SOURCE EXTRACT:
The Arizona Court of Appeals ruled Friday that it would not prosecute doctors who perform an abortion under an 1864 law prohibiting the procedure. The legislation in question predates the state’s establishment.
The court, however, did not repeal the law which reportedly carried a sentence ranging from two to five years in prison, but was hailed by abortion activists as a clarifying move given Arizona’s existing patchwork of legislation Associated Press writes.
“The statutes, read together, make clear that physicians are permitted to perform abortions as regulated,” the Court of Appeals wrote in a statement. “[T]he legislature has created a complex regulatory scheme to achieve its intent to restrict—but not to eliminate—elective abortions.”
Arizona Planned Parenthood president Brittany Fonteno, the state’s largest provider of abortions in the state according to the AP, greeted the ruling.
“Let me be crystal clear that today is a good day…The Arizona Court of Appeals has given us the clarity that Planned Parenthood Arizona has been seeking for months: When provided by licensed physicians in compliance with Arizona’s other laws and regulations, abortion through 15 weeks will remain legal,” Fonteno told the AP.
Arizona joined a host of Republican-led states that decided to preempt the Supreme Court’s overturning of Roe v. Wade earlier this year by passing state-level measures restricting abortions. In March, Arizona passed through its Republican-controlled state legislature a policy barring abortions after 15 weeks apart from medical emergencies without any special exemptions for rape or incest.

DATASET CONTENT:
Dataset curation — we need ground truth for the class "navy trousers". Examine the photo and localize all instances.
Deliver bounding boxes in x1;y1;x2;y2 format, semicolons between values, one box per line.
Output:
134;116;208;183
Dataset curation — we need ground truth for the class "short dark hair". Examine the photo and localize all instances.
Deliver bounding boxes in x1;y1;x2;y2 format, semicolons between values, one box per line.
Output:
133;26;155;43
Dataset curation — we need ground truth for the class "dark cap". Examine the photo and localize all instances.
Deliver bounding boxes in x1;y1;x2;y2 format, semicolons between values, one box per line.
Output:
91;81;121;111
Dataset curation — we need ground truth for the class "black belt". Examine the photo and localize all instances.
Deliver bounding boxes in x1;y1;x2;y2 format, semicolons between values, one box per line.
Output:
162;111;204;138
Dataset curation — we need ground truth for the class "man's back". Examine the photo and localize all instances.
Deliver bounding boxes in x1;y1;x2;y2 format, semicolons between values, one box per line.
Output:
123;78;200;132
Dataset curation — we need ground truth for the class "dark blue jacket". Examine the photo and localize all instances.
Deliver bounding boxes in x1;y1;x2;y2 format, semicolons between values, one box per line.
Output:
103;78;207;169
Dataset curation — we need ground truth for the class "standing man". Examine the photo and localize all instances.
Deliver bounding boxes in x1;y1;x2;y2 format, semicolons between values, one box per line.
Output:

WHAT TO WORK ON:
a - Answer these about the article on the Arizona abortion ruling, one line each:
(i) In what year was the law prohibiting abortion enacted?
(ii) Who is named as president of Planned Parenthood in Arizona?
(iii) In what month did Arizona pass its policy barring abortions after 15 weeks?
b - Please continue the article on the Arizona abortion ruling from its final sentence.

RESPONSES FOR EACH TASK:
a -
(i) 1864
(ii) Brittany Fonteno
(iii) March

b -
“In Arizona, we know there is immeasurable value in every life – including preborn life. . . . I believe it is each state’s responsibility to protect them,” Republican governor Doug Ducey wrote at the time.
Similar initiatives were instituted in Florida, Kentucky, and Mississippi.
However, the state’s incoming Democratic governor, Katie Hobbs, condemned Arizona’s Court of Appeals for preserving the 15-week abortion prohibition, writing in a statement: “The decision to have a child should rest solely between a woman and her doctor, not the government or politicians.”
Arizona’s newly-elected Democratic attorney general, Kris Mayes, echoed the sentiment, asserting she would “continue to fight for reproductive freedom,” the New York Times reports. Mayes won a recount vote Thursday over the Trump-back Abraham Hamadeh by 280 votes out of roughly 2.5 million ballots.